◆ GIVEN TASK
Reproduce the material starting at its first line and ending at the line that contains "[[440, 339]]", renaming "Query" to "Label" wherever it occurs and leaving everything else unchanged.
######
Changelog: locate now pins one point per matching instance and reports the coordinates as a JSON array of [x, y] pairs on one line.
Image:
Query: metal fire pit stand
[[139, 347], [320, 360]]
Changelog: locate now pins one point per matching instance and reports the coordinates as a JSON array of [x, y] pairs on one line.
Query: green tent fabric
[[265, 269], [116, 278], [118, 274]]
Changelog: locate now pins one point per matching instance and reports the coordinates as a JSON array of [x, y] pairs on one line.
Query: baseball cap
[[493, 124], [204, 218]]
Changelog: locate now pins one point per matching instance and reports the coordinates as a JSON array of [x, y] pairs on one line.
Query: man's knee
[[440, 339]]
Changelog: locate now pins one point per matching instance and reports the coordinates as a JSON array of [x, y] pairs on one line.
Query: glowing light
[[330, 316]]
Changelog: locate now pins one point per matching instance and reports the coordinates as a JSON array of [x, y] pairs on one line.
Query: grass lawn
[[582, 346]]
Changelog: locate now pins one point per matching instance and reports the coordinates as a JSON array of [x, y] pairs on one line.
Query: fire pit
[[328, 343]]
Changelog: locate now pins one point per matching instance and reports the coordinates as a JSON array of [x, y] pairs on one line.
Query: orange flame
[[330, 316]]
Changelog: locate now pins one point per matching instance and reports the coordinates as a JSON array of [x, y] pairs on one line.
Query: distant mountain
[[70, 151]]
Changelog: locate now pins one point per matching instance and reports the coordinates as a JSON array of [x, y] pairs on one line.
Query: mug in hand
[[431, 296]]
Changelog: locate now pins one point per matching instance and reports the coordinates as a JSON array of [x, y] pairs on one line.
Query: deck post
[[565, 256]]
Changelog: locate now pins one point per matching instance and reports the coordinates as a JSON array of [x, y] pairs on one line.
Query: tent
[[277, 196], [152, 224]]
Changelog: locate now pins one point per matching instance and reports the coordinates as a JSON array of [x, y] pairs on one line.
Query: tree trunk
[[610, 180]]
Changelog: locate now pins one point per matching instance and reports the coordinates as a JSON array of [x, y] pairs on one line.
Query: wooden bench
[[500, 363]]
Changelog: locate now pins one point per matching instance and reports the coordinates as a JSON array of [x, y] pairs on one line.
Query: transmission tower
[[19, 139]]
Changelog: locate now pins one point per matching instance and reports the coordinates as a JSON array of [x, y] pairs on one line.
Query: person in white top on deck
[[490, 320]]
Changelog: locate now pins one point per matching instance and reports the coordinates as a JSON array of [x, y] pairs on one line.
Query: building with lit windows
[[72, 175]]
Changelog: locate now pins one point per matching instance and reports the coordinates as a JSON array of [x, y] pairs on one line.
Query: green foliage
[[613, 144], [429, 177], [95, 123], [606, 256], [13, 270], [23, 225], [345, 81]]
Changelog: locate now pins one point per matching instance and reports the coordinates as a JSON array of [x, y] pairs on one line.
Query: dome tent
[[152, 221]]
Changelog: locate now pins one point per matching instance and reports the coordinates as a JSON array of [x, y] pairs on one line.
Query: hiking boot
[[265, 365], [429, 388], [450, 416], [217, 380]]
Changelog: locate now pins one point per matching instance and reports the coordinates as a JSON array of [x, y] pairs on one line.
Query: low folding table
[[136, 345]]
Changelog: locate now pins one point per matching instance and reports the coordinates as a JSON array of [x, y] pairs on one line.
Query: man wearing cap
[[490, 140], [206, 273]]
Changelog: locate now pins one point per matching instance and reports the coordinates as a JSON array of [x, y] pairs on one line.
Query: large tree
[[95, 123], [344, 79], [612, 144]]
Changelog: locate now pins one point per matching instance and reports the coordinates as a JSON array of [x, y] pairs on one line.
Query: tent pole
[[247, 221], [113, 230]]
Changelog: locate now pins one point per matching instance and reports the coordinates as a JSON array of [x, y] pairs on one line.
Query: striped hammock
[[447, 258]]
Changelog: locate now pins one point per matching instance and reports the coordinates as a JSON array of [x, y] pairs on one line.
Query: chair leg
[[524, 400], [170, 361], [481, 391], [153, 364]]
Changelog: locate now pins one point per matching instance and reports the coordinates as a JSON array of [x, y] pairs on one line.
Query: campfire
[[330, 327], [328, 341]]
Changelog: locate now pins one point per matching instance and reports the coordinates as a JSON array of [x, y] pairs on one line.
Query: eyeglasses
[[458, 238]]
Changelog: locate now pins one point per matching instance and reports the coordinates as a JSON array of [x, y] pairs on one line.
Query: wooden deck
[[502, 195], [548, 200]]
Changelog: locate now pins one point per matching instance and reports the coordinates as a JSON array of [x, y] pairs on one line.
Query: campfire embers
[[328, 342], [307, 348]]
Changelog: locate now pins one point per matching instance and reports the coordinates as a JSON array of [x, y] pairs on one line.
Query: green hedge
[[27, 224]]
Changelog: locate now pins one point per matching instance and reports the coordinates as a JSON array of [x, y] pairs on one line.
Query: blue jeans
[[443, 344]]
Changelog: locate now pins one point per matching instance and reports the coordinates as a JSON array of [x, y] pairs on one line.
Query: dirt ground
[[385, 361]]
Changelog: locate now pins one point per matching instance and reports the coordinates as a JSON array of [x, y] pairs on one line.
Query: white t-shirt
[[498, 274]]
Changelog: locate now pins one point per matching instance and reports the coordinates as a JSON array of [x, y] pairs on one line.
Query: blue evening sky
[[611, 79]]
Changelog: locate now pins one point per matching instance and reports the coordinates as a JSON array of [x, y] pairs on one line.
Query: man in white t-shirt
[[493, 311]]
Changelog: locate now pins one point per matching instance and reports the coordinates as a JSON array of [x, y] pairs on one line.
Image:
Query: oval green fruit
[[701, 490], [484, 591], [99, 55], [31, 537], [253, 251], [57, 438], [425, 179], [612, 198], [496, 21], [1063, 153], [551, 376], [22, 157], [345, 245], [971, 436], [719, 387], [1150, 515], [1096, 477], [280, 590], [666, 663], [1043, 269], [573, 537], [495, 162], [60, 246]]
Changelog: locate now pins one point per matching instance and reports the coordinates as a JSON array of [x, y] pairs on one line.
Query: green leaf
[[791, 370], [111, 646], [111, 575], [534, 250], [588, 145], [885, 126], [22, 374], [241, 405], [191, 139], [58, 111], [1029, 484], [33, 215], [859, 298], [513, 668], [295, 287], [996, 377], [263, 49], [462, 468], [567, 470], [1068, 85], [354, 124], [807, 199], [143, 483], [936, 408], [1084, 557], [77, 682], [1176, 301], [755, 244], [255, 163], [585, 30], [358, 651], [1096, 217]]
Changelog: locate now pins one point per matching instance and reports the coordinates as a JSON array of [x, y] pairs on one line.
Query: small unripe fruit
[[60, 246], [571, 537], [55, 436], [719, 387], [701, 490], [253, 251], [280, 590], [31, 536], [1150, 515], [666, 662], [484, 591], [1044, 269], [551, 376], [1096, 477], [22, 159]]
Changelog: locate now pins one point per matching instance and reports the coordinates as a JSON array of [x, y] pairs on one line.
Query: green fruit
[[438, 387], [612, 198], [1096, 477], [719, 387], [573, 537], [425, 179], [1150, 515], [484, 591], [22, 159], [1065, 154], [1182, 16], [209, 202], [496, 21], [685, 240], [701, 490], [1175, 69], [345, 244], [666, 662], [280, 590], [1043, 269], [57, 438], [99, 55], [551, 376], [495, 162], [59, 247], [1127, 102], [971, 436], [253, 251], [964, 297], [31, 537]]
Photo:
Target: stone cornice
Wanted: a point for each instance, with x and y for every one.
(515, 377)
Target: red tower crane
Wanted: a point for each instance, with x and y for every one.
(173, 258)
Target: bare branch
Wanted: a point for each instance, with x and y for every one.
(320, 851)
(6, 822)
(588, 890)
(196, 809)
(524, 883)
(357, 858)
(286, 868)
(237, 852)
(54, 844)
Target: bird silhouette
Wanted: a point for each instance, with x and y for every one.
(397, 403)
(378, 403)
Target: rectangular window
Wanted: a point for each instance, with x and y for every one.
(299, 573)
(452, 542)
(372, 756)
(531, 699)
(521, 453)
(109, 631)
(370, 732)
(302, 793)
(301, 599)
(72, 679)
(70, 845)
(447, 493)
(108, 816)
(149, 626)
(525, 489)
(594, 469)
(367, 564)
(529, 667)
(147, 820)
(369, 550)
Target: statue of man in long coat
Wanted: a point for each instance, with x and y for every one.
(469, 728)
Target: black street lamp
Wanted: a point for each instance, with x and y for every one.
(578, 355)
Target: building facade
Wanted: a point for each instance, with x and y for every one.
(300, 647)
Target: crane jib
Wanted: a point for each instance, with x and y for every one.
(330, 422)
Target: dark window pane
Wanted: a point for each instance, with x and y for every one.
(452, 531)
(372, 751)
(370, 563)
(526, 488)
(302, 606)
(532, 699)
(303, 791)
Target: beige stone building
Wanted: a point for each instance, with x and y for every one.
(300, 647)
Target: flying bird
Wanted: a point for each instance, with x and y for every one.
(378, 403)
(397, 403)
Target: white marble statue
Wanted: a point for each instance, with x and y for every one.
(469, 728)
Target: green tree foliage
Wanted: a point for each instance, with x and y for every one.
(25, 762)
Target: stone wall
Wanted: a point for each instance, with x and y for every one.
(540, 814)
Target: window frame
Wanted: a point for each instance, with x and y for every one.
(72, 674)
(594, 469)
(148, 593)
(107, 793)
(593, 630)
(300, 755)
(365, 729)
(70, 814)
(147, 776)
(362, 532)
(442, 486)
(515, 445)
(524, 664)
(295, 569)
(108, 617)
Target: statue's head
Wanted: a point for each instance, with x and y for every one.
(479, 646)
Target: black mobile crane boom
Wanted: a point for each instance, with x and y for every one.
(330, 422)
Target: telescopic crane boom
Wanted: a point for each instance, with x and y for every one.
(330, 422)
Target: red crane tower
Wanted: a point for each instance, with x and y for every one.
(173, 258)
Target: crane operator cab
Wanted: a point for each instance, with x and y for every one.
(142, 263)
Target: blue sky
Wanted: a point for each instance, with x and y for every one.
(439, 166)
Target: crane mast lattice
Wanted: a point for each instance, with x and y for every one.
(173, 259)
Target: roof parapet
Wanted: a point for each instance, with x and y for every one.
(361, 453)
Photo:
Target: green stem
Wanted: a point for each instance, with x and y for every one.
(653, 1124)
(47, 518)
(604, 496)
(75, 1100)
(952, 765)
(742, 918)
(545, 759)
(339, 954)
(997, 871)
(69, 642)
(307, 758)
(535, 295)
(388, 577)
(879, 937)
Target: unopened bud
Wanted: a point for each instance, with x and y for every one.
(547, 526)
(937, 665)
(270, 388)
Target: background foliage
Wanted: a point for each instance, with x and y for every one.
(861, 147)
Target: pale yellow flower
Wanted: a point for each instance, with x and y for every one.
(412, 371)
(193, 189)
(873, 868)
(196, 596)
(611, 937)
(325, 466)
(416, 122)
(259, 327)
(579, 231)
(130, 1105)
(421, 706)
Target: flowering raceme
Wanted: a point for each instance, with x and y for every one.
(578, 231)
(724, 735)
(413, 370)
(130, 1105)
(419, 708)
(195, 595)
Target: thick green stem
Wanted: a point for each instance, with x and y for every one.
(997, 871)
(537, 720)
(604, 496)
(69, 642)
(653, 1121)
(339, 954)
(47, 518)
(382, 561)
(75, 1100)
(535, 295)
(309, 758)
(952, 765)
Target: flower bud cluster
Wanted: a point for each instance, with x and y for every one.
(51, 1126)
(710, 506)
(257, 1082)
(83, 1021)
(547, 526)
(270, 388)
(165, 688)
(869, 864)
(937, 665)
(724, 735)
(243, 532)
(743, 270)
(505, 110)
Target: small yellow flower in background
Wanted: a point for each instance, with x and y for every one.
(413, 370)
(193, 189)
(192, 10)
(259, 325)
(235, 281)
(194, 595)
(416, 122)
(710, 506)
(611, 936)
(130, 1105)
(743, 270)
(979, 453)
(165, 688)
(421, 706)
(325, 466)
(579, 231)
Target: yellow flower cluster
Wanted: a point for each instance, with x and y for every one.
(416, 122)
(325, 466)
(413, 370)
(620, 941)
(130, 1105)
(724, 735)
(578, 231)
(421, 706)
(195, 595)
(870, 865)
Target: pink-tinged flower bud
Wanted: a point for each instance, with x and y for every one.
######
◆ ANSWER TO THE EXERCISE
Changelog: locate now pins one point per matching instance and reports the coordinates as a JSON array of [x, y] pairs on one line.
Image:
Label: metal fire pit stand
[[139, 347], [320, 360]]
Changelog: locate now pins one point per matching instance and reports the coordinates as a JSON array of [x, y] pairs on one line.
Label: green tent fabric
[[265, 269], [116, 278], [118, 274]]
Changelog: locate now pins one point per matching instance and reports the coordinates as a JSON array of [x, y] pairs on one line.
Label: baseball cap
[[493, 124], [204, 218]]
Changelog: locate now pins one point per matching instance and reports the coordinates as a JSON array of [x, y] pairs on one line.
Label: man's knee
[[440, 339]]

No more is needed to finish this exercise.